• **TASK DESCRIPTION**: Transcribe every line of the entries exactly.

======== RECORDS FOR THIS TASK

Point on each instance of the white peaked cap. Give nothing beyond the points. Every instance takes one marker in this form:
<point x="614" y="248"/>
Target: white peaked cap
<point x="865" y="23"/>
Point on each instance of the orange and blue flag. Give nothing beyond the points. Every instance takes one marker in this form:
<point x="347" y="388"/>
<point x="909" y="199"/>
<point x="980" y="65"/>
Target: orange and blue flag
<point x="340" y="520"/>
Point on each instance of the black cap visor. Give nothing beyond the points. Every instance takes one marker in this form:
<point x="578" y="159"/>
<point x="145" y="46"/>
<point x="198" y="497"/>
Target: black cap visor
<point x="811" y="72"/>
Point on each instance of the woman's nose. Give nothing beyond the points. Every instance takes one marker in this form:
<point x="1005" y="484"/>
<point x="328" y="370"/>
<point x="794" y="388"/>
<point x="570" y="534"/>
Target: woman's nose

================

• **RESPONSE AREA**:
Point on each instance of the white peaked cap. Give nothing beyond the points. Every instance takes one marker in this form:
<point x="614" y="248"/>
Target: white peaked cap
<point x="865" y="23"/>
Point on each instance of the orange and blue flag. Give nothing beyond the points. Every instance takes one marker in this form:
<point x="347" y="388"/>
<point x="909" y="199"/>
<point x="980" y="65"/>
Target: orange and blue flag
<point x="340" y="520"/>
Point on each instance of the black cap visor. Give nothing beyond the points. Every instance takes one marker in this form:
<point x="578" y="159"/>
<point x="145" y="46"/>
<point x="198" y="497"/>
Target: black cap visor
<point x="811" y="72"/>
Point on each instance of the woman's nose. Give nothing beyond the points. Every instance takes one marker in this form:
<point x="1005" y="484"/>
<point x="328" y="370"/>
<point x="794" y="388"/>
<point x="570" y="534"/>
Target: woman's nose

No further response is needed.